Texto selecionado
-*-*-
De olho na ascensão dos evangélicos no Brasil, filme com Marcelo Adnet busca tirar o estigma sobre religiosos


Nas Ondas da Fé”, filme de Felipe Joffily roteirizado por Lusa Silvestre, conta a história de Hickson, vivido por Marcelo Adnet, um homem que sonha em ser radialista e que consegue realizar seu desejo quando conhece um apóstolo que lhe permite estrear numa rádio evangélica. Adnet é um dos produtores do filme, além de ser seu protagonista, e traz como proposta um olhar não estereotipado para retratar os evangélicos e sua forma de lidar com a fé. “No filme não fazemos uma crítica à instituição, mas aos homens”, diz. Pegando carona da ascensão protestante, o filme é mais um produto a investir no segmento gospel, assim como a próxima novela das 19h, da Globo, “Vai na Fé”, que tem uma protagonista cristã. A emissora também está realizando um concurso de cantores de músicas segmentadas a este estilo no programa de Serginho Groisman. Pesquisas, como a do Datafolha, apontam que ao menos 31% dos brasileiros professa esta fé, além de serem o segundo grupo mais numeroso do país, atrás apenas dos católicos, que representariam 50% da população. Ainda segundo a mesma pesquisa, projeta-se que em 2032, os evangélicos serão maioria no país. Novelas – e filmes – proselitistas têm obtido bons resultados na TV Record, que legou à Igreja Universal a função de cuidar de seus folhetins. A explosão evangélica também pode ser notada na política, com a ascensão de partidos e sacerdotes eleitos no último pleito eleitoral

*Por Vítor Antunes

Costumeiramente, os evangélicos foram alvos nos programas de humor. O Tim Tones vivido por Chico Anysio (1931-2012), por exemplo, fazia graça usando o polêmico pastor Jim Jones (1931-1978). No “Comédia MTV”, Marcelo Adnet fazia graça com os pastores dos telecultos de TV. Com “Nas Ondas da Fé”, o humor, a contrário, não será sobre os evangélicos, mas a partir da ótica deles. O filme de Felipe Jofilly aproveita da ascensão meteórica dos adeptos desta manifestação religiosa e confere a eles uma observação respeitosa, menos sisuda. É o que fala o intérprete de Hickson, Marcelo Adnet: “O filme tenta ir em um lugar pouco visto e falado, além de prestar um pequeno serviço quando narra um ambiente tão rico como esse. O longa objetiva trazer, também, os comediantes para o universo da dramaturgia”. Eu não vejo nos evangélicos pessoas austeras, sérias demais, engessadas. Vejo-os com naturalidade. Há aqueles que saem, tomam um chopinho, namoram, têm dates, se revoltam, têm raiva… A nossa ideia é de narrar algo que está muito próximo da gente e sobre o qual ninguém contou”. O filme entrará em cartaz praticamente na mesma semana que “Vai na Fé”, novela de Rosane Svartman que irá substituir “Cara e Coragem” no horário das 19h.
-*-*-
Dados registrados
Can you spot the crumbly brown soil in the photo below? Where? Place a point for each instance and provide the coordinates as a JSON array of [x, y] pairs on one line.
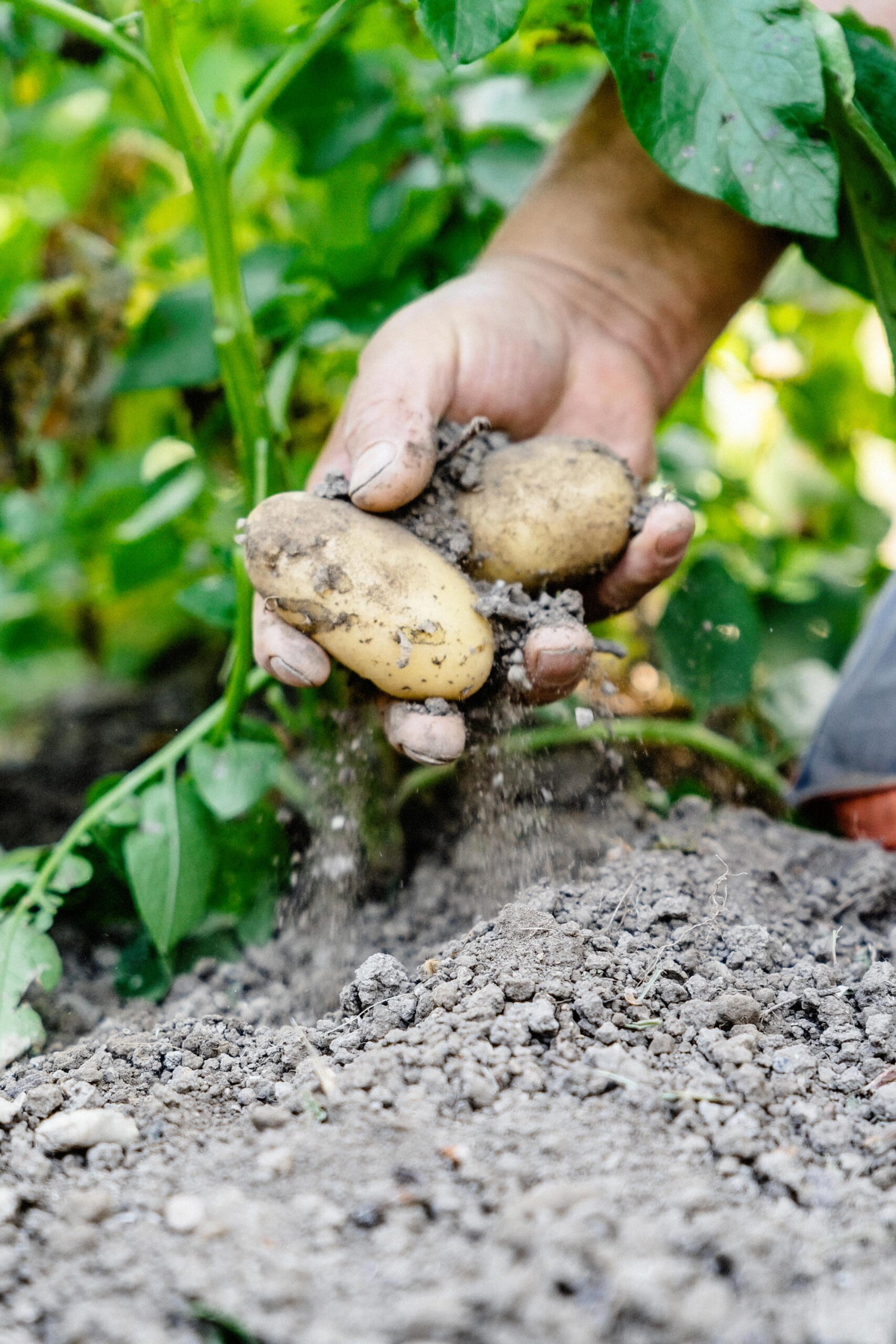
[[601, 1077]]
-*-*-
Requisitos
1 – Segundo a pesquisa do Datafolha citada na reportagem sobre o filme "Nas Ondas da Fé", que parcela dos brasileiros professa a fé evangélica?
2 – Prossiga a reportagem sobre o filme "Nas Ondas da Fé" a partir da última frase apresentada.
O material provém de uma fonte distinta.

Respostas em sequência
1 – Ao menos 31% dos brasileiros.

2 –
Em “Nas Ondas da Fé”, Marcelo Adnet e Letícia Lima são um casal que ascende socialmente quando se popularizam no rádio (Foto: Leo Franco/AG News)

Geralmente retratada de maneira caricata pelo audiovisual secular, a religião evangélica não costumou encontrar formas felizes no cinema ou na TV. O núcleo cristão de “Duas Caras” (2007), por exemplo, foi duramente criticado pelos protestantes, ainda que tivesse o pioneirismo em trazer uma cantora gospel em sua trilha sonora, Aline Barros. Outro problema recorrente encontra-se na representação estereotipada junto aos programas de humor. Razão pela qual o ator protagonista e produtor de “Nas Ondas da Fé”, Marcelo Adnet, salienta o cuidado que a produção tomou para não ratificar a folclorização para com este segmento religioso: “É um tema tabu falar de evangélicos e de religião e ainda mais sob um olhar de comédia, o que exige um maior cuidado. Mas estamos muito seguros de que quem vai ver o filme não vai sentir-se ofendido”.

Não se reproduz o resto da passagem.